## TASK PROMPT
Reproduce the entire listing word for word.

start ENTRIES SUPPLIED

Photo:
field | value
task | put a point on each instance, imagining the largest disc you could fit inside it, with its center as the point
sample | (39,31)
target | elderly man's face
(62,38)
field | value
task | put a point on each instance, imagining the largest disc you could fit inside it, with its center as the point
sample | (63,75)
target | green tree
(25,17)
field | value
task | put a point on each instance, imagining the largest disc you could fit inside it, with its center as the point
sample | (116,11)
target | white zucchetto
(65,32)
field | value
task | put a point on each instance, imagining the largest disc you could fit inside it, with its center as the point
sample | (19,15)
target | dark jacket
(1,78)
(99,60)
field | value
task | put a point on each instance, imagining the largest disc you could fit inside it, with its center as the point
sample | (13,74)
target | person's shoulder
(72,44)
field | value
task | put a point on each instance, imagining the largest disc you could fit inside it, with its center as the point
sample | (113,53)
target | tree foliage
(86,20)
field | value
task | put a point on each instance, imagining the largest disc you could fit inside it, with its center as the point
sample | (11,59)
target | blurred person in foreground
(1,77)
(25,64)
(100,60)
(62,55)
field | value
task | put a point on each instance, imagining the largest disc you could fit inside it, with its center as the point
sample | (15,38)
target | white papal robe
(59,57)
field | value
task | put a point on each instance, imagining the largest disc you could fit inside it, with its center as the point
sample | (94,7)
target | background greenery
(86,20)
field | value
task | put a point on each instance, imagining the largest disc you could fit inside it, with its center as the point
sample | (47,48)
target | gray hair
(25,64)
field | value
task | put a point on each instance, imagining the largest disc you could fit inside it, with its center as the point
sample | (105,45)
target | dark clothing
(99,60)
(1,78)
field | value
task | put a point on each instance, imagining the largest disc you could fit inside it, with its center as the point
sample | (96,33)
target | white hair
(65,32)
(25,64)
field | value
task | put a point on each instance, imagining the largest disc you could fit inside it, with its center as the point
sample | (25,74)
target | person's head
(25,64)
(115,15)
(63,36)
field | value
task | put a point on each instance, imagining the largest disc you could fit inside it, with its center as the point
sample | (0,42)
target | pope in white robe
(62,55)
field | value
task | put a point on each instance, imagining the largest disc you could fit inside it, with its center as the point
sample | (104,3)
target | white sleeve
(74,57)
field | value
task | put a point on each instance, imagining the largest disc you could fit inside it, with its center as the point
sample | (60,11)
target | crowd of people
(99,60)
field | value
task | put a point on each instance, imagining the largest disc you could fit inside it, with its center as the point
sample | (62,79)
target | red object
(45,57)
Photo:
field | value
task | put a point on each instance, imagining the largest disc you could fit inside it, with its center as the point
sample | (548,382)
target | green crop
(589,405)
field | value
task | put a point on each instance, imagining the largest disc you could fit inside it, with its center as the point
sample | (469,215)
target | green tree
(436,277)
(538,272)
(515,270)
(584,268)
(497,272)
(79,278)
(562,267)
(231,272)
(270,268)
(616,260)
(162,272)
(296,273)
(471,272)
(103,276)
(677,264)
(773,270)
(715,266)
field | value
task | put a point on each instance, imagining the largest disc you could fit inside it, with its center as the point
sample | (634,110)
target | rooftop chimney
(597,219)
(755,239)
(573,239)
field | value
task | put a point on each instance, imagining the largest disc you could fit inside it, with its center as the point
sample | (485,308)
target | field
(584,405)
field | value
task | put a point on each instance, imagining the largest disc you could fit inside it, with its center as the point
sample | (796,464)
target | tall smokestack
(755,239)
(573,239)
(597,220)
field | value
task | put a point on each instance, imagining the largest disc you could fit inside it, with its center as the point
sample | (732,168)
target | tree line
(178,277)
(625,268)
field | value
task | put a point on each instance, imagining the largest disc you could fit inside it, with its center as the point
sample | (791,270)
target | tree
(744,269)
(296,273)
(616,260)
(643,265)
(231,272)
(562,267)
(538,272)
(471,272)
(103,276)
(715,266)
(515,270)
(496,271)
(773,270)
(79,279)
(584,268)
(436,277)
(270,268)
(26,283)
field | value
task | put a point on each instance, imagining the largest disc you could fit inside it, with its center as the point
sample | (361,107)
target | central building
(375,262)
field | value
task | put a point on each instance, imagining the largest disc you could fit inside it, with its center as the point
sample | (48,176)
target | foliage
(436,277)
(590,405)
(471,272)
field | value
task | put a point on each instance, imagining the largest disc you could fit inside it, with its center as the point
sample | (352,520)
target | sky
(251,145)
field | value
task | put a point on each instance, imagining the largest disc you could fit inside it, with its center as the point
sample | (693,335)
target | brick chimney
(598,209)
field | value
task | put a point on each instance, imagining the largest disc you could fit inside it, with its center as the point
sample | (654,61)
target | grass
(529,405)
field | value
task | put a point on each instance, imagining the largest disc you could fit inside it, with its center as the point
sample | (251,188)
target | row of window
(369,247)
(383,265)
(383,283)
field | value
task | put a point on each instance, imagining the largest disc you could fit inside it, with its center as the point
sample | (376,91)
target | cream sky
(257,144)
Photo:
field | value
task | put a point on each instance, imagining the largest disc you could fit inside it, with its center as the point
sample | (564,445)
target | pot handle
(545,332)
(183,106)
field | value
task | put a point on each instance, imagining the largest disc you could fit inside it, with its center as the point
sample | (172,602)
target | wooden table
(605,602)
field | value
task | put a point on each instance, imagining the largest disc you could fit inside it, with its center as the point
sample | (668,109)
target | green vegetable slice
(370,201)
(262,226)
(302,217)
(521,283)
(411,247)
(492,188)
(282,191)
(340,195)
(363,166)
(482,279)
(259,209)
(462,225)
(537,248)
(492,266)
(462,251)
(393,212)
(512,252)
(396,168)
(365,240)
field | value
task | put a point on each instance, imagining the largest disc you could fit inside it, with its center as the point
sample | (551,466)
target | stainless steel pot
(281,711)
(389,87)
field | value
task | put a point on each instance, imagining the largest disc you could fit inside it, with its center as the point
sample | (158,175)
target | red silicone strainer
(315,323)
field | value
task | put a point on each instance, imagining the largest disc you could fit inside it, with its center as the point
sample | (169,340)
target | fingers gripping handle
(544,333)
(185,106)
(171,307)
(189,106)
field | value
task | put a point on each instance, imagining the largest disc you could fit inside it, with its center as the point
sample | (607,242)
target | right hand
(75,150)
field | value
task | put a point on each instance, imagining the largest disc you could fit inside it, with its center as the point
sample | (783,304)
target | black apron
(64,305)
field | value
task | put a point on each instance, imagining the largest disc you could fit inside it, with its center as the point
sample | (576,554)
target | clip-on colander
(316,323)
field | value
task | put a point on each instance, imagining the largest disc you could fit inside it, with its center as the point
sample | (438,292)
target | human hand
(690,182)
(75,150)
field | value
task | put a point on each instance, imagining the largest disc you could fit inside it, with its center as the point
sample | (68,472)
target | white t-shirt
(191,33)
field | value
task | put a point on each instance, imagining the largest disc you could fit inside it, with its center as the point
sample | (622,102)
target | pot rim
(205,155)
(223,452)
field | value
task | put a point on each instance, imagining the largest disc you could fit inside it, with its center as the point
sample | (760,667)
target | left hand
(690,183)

end ENTRIES SUPPLIED

## FINISHED ANSWER
Photo:
field | value
task | put a point on each instance, imagining the largest disc you could fit inside it, with its center as the point
sample | (39,31)
target | elderly man's face
(62,38)
field | value
task | put a point on each instance, imagining the largest disc you could fit inside it, with its center as the point
sample | (63,75)
target | green tree
(25,17)
field | value
task | put a point on each instance, imagining the largest disc you could fit inside it, with its center as the point
sample | (116,11)
target | white zucchetto
(65,32)
field | value
task | put a point on each instance, imagining the largest disc you could fit inside it, with its center as the point
sample | (19,15)
target | dark jacket
(1,78)
(99,60)
field | value
task | put a point on each instance, imagining the largest disc you could fit inside it, with its center as the point
sample | (13,74)
target | person's shoulder
(72,44)
field | value
task | put a point on each instance, imagining the largest disc you could fit inside it, with its center as the point
sample | (113,53)
target | tree foliage
(86,20)
field | value
task | put a point on each instance, imagining the largest disc you could fit inside it, with its center as the point
sample | (11,59)
target | blurred person in foreground
(1,77)
(25,64)
(100,60)
(62,55)
field | value
task | put a point on each instance, imagining the largest disc you could fit inside it, with its center as the point
sample | (15,38)
target | white papal robe
(59,57)
field | value
task | put a point on each instance, imagining the largest disc you could fit inside it, with its center as the point
sample | (94,7)
target | background greenery
(86,20)
field | value
task | put a point on each instance, imagining the largest disc you could fit inside it, with its center as the point
sample | (47,48)
target | gray hair
(25,64)
field | value
task | put a point on each instance, imagining the largest disc you could fit inside it, with its center as the point
sample | (105,45)
target | dark clothing
(99,60)
(1,78)
field | value
task | put a point on each instance, imagining the largest disc you could fit inside it, with its center as the point
sample | (96,33)
target | white hair
(65,32)
(25,64)
field | value
task | put a point on each instance, imagining the largest disc you could fit inside it, with its center as the point
sample | (25,74)
target | person's head
(25,64)
(115,15)
(63,36)
field | value
task | put a point on each instance, imagining the largest disc you could fit inside it, with its center as the point
sample | (0,42)
target | pope in white robe
(62,55)
field | value
task | put a point on each instance, imagining the largest disc you could fit inside it, with its center as the point
sample | (104,3)
target | white sleeve
(74,57)
field | value
task | put a point on each instance, imagining the largest disc you could fit inside it, with its center as the point
sample | (60,11)
target | crowd of people
(99,60)
field | value
task | put a point on each instance, imagining the largest disc you could fit inside it, with its center as the point
sample | (62,79)
target | red object
(45,57)
Photo:
field | value
task | put a point on each instance, imagining the largest disc you could fit inside it, with its center as the point
sample | (548,382)
target | green crop
(589,405)
field | value
task | put a point on each instance, imagining the largest disc you could fit inside it, with its center as the point
sample | (469,215)
target | green tree
(436,277)
(538,272)
(515,270)
(584,268)
(497,272)
(79,278)
(562,267)
(231,272)
(270,268)
(616,260)
(162,272)
(296,273)
(471,272)
(103,276)
(677,264)
(773,270)
(715,266)
field | value
task | put a point on each instance, imagining the largest disc you could fit inside it, with its center as the point
sample | (634,110)
target | rooftop chimney
(597,219)
(755,239)
(573,239)
field | value
task | put a point on each instance, imagining the largest disc you could fit inside it, with its center as the point
sample | (485,308)
target | field
(584,405)
field | value
task | put a point on each instance, imagining the largest disc you could fit inside it, with its center as the point
sample | (796,464)
target | tall smokestack
(755,239)
(573,239)
(597,220)
field | value
task | put a point on each instance, imagining the largest disc you could fit inside it, with its center as the point
sample | (732,168)
target | tree line
(178,277)
(625,268)
field | value
task | put a point on each instance, imagining the largest disc you could fit inside it, with its center as the point
sample | (791,270)
target | tree
(744,269)
(296,273)
(616,260)
(643,265)
(231,272)
(562,267)
(538,272)
(471,272)
(103,276)
(715,266)
(515,270)
(496,271)
(773,270)
(79,279)
(584,268)
(436,277)
(270,268)
(26,283)
field | value
task | put a point on each instance, imagining the largest disc you could fit inside it, with its center as the point
sample | (361,107)
target | central building
(375,262)
field | value
task | put a point on each instance, imagining the largest disc you could fit inside it, with its center as the point
sample | (48,176)
target | foliage
(436,277)
(590,405)
(471,272)
field | value
task | put a point on each instance, imagining the largest disc you could fit inside it, with its center as the point
sample | (352,520)
target | sky
(251,145)
field | value
task | put a point on each instance, imagining the largest disc you could fit inside it, with its center as the point
sample | (693,335)
target | brick chimney
(598,209)
field | value
task | put a point on each instance, imagining the largest disc you could fit inside it, with its center as the point
sample | (654,61)
target | grass
(529,405)
field | value
task | put a point on each instance, imagining the largest disc you could fit inside it, with its center as the point
sample | (251,188)
target | row of window
(369,247)
(383,265)
(383,283)
field | value
task | put a point on each instance, imagining the largest disc you could fit inside it, with its center as the point
sample | (376,91)
target | cream sky
(257,144)
Photo:
field | value
task | put a point on each instance, imagining the largest disc you could fit inside it, with its center as the point
sample | (564,445)
target | pot handle
(545,332)
(183,106)
field | value
task | put a point on each instance, imagining the largest disc you could fit inside it, with its center as the point
sample | (172,602)
target | wooden table
(605,602)
field | value
task | put a point on each instance, imagining the largest disc you could fit inside it, with its center as the point
sample | (668,109)
target | green vegetable slice
(370,201)
(262,226)
(302,217)
(521,283)
(411,247)
(492,188)
(282,191)
(340,195)
(363,166)
(482,279)
(259,209)
(462,225)
(537,248)
(492,266)
(462,251)
(393,212)
(512,252)
(396,168)
(365,240)
field | value
task | put a point on each instance, imagining the largest disc you could fit inside it, with its center as the point
sample | (551,466)
target | stainless steel pot
(281,711)
(389,87)
field | value
task | put a point on each instance, imagining the largest disc you could fit inside it, with its center as the point
sample | (158,175)
target | red silicone strainer
(315,323)
field | value
task | put a point on each instance, imagining the largest disc you could fit inside it, with its center as the point
sample | (169,340)
target | fingers gripping handle
(544,333)
(185,106)
(171,307)
(189,106)
field | value
task | put a point on each instance, imagining the largest disc you could fit inside it, with its center as the point
sample | (607,242)
target | right hand
(75,150)
field | value
task | put a point on each instance, imagining the largest disc you could fit inside it, with its center as the point
sample | (783,304)
target | black apron
(64,305)
field | value
task | put a point on each instance, imagining the largest disc you could fit inside it, with its center as the point
sample | (576,554)
target | clip-on colander
(316,323)
field | value
task | put a point on each instance, imagining the largest disc you could fit inside it, with its center as the point
sample | (438,292)
target | human hand
(690,182)
(75,150)
field | value
task | put a point on each instance, imagining the largest disc you could fit inside it, with its center as the point
sample | (68,472)
target | white t-shirt
(191,33)
field | value
task | put a point on each instance, imagining the largest disc you could fit inside it, with its center as the point
sample | (622,102)
target | pot rim
(205,155)
(223,452)
field | value
task | put a point on each instance, imagining the largest disc you could fit inside it, with its center as the point
sample | (760,667)
target | left hand
(690,183)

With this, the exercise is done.